**JOB**
Write out the full listing again, exactly as it stands.
### SUPPLIED MATERIAL
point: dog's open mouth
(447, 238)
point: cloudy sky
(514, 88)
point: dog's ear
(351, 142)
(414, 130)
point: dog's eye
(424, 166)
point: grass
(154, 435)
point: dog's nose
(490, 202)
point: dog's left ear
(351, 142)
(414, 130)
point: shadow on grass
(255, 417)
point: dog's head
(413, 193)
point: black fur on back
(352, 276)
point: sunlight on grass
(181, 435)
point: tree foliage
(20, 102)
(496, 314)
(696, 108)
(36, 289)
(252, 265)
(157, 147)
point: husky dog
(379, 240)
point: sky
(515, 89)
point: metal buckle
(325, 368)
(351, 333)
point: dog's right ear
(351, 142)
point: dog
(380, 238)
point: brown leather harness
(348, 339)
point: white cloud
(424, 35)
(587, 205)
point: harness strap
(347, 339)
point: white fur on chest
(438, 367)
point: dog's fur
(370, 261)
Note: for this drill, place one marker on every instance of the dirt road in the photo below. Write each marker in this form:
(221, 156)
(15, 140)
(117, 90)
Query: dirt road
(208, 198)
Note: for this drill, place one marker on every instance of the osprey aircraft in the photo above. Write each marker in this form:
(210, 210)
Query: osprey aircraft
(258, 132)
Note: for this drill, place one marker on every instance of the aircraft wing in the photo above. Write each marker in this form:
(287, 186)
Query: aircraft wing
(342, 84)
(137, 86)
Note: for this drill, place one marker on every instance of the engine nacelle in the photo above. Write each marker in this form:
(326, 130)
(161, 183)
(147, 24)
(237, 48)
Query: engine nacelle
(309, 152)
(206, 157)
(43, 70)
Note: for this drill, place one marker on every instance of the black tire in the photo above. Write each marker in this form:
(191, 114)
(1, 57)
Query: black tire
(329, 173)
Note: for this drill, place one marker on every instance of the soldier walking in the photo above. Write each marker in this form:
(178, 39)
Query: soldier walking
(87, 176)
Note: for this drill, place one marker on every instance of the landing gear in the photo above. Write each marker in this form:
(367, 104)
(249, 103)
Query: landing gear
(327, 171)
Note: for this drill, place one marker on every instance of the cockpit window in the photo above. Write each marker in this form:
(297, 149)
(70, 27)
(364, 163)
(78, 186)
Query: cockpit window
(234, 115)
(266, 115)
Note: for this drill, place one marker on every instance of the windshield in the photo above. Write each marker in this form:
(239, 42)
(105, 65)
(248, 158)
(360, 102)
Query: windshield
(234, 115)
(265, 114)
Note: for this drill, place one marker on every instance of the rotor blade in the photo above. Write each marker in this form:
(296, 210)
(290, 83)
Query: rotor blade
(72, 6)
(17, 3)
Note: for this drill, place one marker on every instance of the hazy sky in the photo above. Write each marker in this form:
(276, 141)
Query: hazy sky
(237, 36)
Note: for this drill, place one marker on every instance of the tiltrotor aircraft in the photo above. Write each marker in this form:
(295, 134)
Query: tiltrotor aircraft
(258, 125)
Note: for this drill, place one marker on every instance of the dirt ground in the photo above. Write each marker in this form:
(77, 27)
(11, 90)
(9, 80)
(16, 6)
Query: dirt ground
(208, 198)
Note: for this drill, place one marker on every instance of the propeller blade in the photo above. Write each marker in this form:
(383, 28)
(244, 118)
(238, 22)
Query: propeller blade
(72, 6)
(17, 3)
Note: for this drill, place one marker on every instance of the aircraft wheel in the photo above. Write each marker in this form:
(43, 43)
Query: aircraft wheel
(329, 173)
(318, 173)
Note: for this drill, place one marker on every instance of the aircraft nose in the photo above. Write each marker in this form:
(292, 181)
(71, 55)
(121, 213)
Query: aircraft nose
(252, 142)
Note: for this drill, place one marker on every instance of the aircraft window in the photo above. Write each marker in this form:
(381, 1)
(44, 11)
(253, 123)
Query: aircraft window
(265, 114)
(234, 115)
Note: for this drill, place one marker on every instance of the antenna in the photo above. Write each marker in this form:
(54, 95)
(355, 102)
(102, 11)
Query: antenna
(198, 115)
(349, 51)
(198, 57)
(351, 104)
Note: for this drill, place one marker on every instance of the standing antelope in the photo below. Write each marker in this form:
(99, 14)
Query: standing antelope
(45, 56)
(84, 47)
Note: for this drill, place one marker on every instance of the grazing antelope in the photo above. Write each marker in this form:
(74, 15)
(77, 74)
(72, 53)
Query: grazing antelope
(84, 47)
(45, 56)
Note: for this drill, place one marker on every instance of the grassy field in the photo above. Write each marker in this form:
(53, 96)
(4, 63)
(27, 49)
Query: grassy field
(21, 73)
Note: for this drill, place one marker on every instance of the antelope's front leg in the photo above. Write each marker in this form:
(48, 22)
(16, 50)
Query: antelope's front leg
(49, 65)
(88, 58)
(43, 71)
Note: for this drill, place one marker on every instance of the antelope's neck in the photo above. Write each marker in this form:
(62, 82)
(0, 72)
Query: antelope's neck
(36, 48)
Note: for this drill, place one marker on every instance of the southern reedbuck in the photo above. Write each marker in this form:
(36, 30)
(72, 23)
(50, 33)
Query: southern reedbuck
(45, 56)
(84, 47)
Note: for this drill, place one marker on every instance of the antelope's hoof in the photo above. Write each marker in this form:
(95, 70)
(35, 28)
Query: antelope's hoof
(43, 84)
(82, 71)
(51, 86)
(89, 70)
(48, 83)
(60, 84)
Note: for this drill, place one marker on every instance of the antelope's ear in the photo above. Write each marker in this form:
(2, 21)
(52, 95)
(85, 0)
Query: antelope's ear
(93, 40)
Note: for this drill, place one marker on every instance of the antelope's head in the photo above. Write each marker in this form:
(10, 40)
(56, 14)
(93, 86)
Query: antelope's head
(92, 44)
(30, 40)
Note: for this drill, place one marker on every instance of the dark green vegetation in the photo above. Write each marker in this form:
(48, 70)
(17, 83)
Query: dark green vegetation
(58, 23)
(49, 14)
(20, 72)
######
**RESPONSE**
point: dog's open mouth
(447, 238)
point: cloudy sky
(514, 88)
point: dog's ear
(351, 142)
(414, 130)
point: dog's eye
(424, 166)
point: grass
(154, 435)
point: dog's nose
(490, 202)
point: dog's left ear
(351, 142)
(414, 130)
point: shadow on grass
(255, 417)
point: dog's head
(413, 193)
point: black fur on back
(352, 276)
point: sunlight on grass
(181, 435)
point: tree foliage
(20, 102)
(496, 314)
(696, 108)
(36, 289)
(252, 265)
(157, 147)
point: husky dog
(379, 240)
point: sky
(515, 89)
point: metal buckle
(325, 368)
(351, 333)
point: dog's right ear
(351, 142)
point: dog
(380, 238)
point: brown leather harness
(348, 339)
point: white cloud
(424, 35)
(587, 205)
point: harness strap
(347, 339)
point: white fur on chest
(438, 367)
point: dog's fur
(370, 261)
Note: for this drill, place one marker on every instance of the dirt road in the photo below. Write each marker in this form:
(221, 156)
(15, 140)
(117, 90)
Query: dirt road
(208, 198)
Note: for this drill, place one marker on every instance of the osprey aircraft in the photo above. Write each marker in this form:
(210, 210)
Query: osprey aircraft
(258, 132)
Note: for this drill, place one marker on every instance of the aircraft wing in the photo above. Write each marker in this form:
(287, 186)
Query: aircraft wing
(342, 84)
(137, 86)
Note: for this drill, place one marker on every instance of the engine nacelle in the photo above. Write each marker in this form:
(326, 130)
(161, 183)
(147, 24)
(237, 48)
Query: engine nacelle
(309, 152)
(206, 157)
(43, 70)
Note: for this drill, place one marker on every instance of the black tire in the photo above. Write each marker in this form:
(191, 114)
(1, 57)
Query: black tire
(329, 173)
Note: for this drill, place one marker on every instance of the soldier walking in the photo above. Write each marker in this form:
(178, 39)
Query: soldier walking
(87, 176)
Note: for this drill, place one marker on every instance of the landing gear in the photo above. Write each marker in this form:
(367, 104)
(249, 103)
Query: landing gear
(327, 171)
Note: for this drill, place one marker on every instance of the cockpit window in the photo above. Write each marker in this form:
(297, 149)
(70, 27)
(364, 163)
(78, 186)
Query: cockpit window
(234, 115)
(266, 115)
Note: for this drill, place one marker on every instance of the windshield in the photo above. Write each marker in this form:
(239, 42)
(105, 65)
(248, 158)
(360, 102)
Query: windshield
(234, 115)
(265, 114)
Note: for this drill, place one marker on every instance of the rotor blade in the photo above. Write each marker in this form:
(296, 210)
(290, 83)
Query: rotor blade
(72, 6)
(17, 3)
Note: for this drill, place one marker on every instance of the hazy sky in the photo above. Write each marker in this form:
(276, 141)
Query: hazy sky
(237, 36)
Note: for this drill, place one marker on every instance of the tiltrotor aircraft in the photo above. Write each marker in this form:
(295, 134)
Query: tiltrotor aircraft
(258, 125)
Note: for this drill, place one marker on every instance of the dirt ground in the photo above. Write each marker in this form:
(77, 27)
(11, 90)
(9, 80)
(16, 6)
Query: dirt ground
(208, 198)
Note: for this drill, place one marker on every instance of the propeller blade in the photo above. Write each marker in this form:
(383, 28)
(244, 118)
(238, 22)
Query: propeller blade
(72, 6)
(17, 3)
Note: for this drill, place one marker on every instance of the aircraft wheel in the photo above. Write each marker in this form:
(43, 43)
Query: aircraft wheel
(329, 173)
(318, 173)
Note: for this drill, place one marker on every instance of the aircraft nose in the photo above. Write each marker in this form:
(292, 181)
(71, 55)
(121, 213)
Query: aircraft nose
(252, 142)
Note: for this drill, place one marker on every instance of the aircraft window in the photo above. Write each marker in this form:
(381, 1)
(44, 11)
(253, 123)
Query: aircraft window
(265, 114)
(234, 115)
Note: for this drill, place one marker on every instance of the antenna in the photo above. Write each marker in this form:
(54, 95)
(355, 102)
(102, 11)
Query: antenna
(198, 115)
(349, 51)
(198, 57)
(351, 104)
Note: for this drill, place one marker on every instance of the standing antelope in the photo below. Write each marker in this form:
(99, 14)
Query: standing antelope
(45, 56)
(84, 47)
Note: for this drill, place one marker on every instance of the grazing antelope in the photo above. Write each marker in this form:
(74, 15)
(77, 74)
(72, 53)
Query: grazing antelope
(84, 47)
(45, 56)
Note: for this drill, place one marker on every instance of the grassy field in the photo above. Write each marker in this form:
(53, 96)
(4, 63)
(27, 49)
Query: grassy field
(21, 73)
Note: for this drill, place one marker on every instance of the antelope's front leg in the photo above. Write each marker in this form:
(48, 22)
(16, 50)
Query: antelope's front leg
(49, 65)
(88, 58)
(43, 71)
Note: for this drill, place one marker on every instance of the antelope's neck in the photo above. Write each marker in this form:
(62, 82)
(0, 72)
Query: antelope's neck
(36, 48)
Note: for this drill, place one marker on every instance of the southern reedbuck in the photo above. Write each marker in this form:
(36, 30)
(72, 23)
(50, 33)
Query: southern reedbuck
(45, 56)
(84, 47)
Note: for this drill, place one marker on every instance of the antelope's hoof in the photo above. Write each marker in this form:
(95, 70)
(35, 28)
Query: antelope's hoof
(43, 84)
(82, 71)
(51, 86)
(89, 70)
(48, 83)
(60, 84)
Note: for this drill, place one marker on every instance of the antelope's ear in the photo above. Write each marker in this form:
(2, 21)
(52, 95)
(85, 0)
Query: antelope's ear
(93, 40)
Note: for this drill, place one marker on every instance of the antelope's head in the photo above. Write each marker in this form:
(10, 40)
(56, 14)
(93, 86)
Query: antelope's head
(92, 44)
(30, 40)
Note: for this drill, place one marker on every instance of the dark green vegetation in the photo above. Write each marker in this form:
(48, 70)
(17, 83)
Query: dark green vegetation
(58, 23)
(49, 14)
(20, 72)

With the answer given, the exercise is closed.